• TEXT PASSAGE:
○ ○ ○
This project leverages the Faster R-CNN model with a ResNet-50 backbone, implemented using PyTorch Lightning, for the detection and localization of thoracic abnormalities in chest X-ray images. The model is trained on a curated dataset of chest X-ray scans, each annotated with bounding boxes to identify various abnormalities.
Chest X-rays are among the most common radiographic examinations performed for diagnosing thoracic diseases. However, the interpretation of these images is highly reliant on the experience of radiologists, leading to the need for automated systems that can assist in accurately identifying and classifying potential abnormalities. This project aims to address this need by employing a Faster R-CNN model, known for its efficiency in object detection tasks. This project was carried out as part of the VinBigData Chest X-ray Abnormalities Detection Kaggle competition.
chest-xray-abnormalities-detection/
│
├── data/ # Data files including CSVs and image data
│ ├── train/ # Training data and annotations
│ │ ├── train.csv
│ │ └── val.csv
│ ├── test/ # Test data and annotations
│ │ ├── classifier_post_pred.csv # Binary Classification Inference Results
│ │ ├── dicom_metadata.csv # Metadata of DICOM files
│ │ ├── dicom_pixels_features.csv # Pixel Arrays Features extacted from DICOM files
│ │ ├── test_predictions_reformatted.csv # Faster-R-CNN inference results (dataframe form)
○ ○ ○
• GIVEN DATA:
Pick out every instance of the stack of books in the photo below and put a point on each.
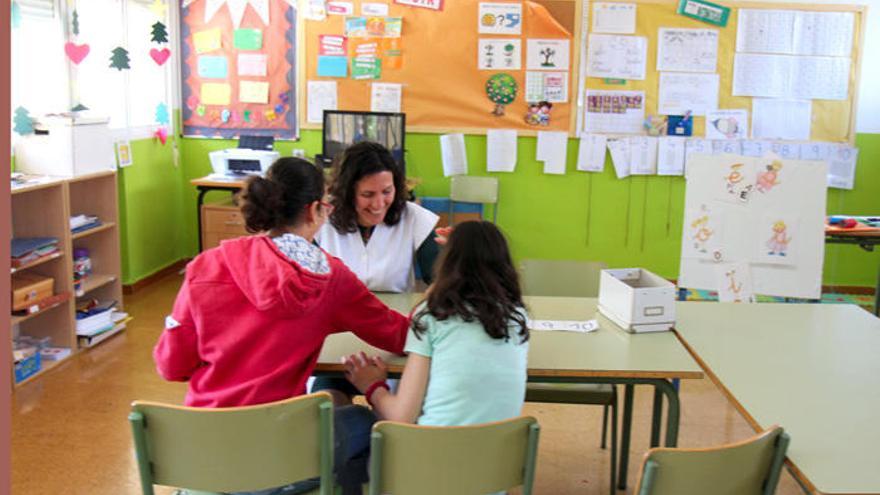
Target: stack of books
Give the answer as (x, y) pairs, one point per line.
(26, 250)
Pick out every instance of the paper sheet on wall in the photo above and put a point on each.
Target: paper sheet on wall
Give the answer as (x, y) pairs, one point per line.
(670, 155)
(680, 93)
(614, 112)
(552, 149)
(616, 18)
(619, 150)
(385, 97)
(321, 96)
(795, 32)
(825, 78)
(617, 57)
(500, 150)
(643, 155)
(781, 119)
(591, 153)
(454, 154)
(687, 50)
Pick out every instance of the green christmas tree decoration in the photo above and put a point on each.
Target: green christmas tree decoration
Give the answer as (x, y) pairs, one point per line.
(119, 60)
(501, 90)
(160, 34)
(24, 125)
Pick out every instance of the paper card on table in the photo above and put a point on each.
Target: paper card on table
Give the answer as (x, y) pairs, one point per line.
(585, 326)
(670, 155)
(500, 150)
(207, 40)
(332, 44)
(370, 8)
(215, 94)
(727, 124)
(591, 153)
(781, 119)
(499, 54)
(547, 54)
(735, 282)
(618, 148)
(500, 18)
(681, 93)
(253, 92)
(385, 97)
(687, 50)
(332, 66)
(213, 67)
(252, 64)
(643, 155)
(321, 96)
(616, 18)
(617, 57)
(453, 154)
(842, 166)
(552, 150)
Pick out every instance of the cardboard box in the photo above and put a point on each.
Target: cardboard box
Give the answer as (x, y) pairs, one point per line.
(29, 288)
(637, 300)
○ ○ ○
• TASK ITEM A: In the chest X-ray project description, which Kaggle competition was the project part of?
• TASK ITEM B: Can you translate this sentence from the chest X-ray project description into Spanish: "Chest X-rays are among the most common radiographic examinations performed for diagnosing thoracic diseases."
• TASK ITEM C: Pick up the chest X-ray project description at the point where it stops, and carry it on.

• REPLY A: The VinBigData Chest X-ray Abnormalities Detection Kaggle competition.

• REPLY B: Las radiografías de tórax se encuentran entre los exámenes radiográficos más comunes que se realizan para diagnosticar enfermedades torácicas.

• REPLY C:
│ │ ├── test_predictions.csv Faster-R-CNN inference results (submission form)
│ │ └── test.csv # Test data and annotations
│ └── train_full_dataset.csv # Full dataset compilation for reference
│
├── models-weight/ # Model files and weights
│ ├── binary_classifier.pkl # Binary classification model weights
│ └── Faster-R-CNN-Models/ # Faster-R-CNN models weights
│
├── preprocessing/ # Scripts for data preprocessing
│ ├── dicom_metadata_extraction.py # Extracts DICOM files metadata
│ ├── dicom_pixels_features_extraction.py # Extracts features from DICOM files images
│ └── dicom_pixels_processing.py # Extracts and processes images from DICOM files
│
├── utils/ # Utility scripts
│ ├── get_pixel_array_from_hdf5.py # Retrieves the pixel array of a DICOM file
│ ├── metrics.py # Evaluation Metrics (mAP, IoU)
│ ├── reformat_prediction_file.py # Convert submission file format to classic dataframe
│ ├── show_image_with_predictions.py # Visualise a chest radiography with predicted or true labels
│ └── split_dataset.py # split the dataset in trainning, validation and test sets
│
├── dataset_analysis.ipynb # Primary Analysis of the Dataset
├── features_extraction.ipynb # Analysis of extracted features
├── model_evaluation.ipynb # Evaluation of the trained model
├── run_binary_classifier_inference.ipynb # Run inference with the binary classifier model
├── train_binary_classifier.ipynb # Train the binary classifier model
├── run_data_preprocessing.py # Run Data Proprocessing (data and features extraction from DICOM files)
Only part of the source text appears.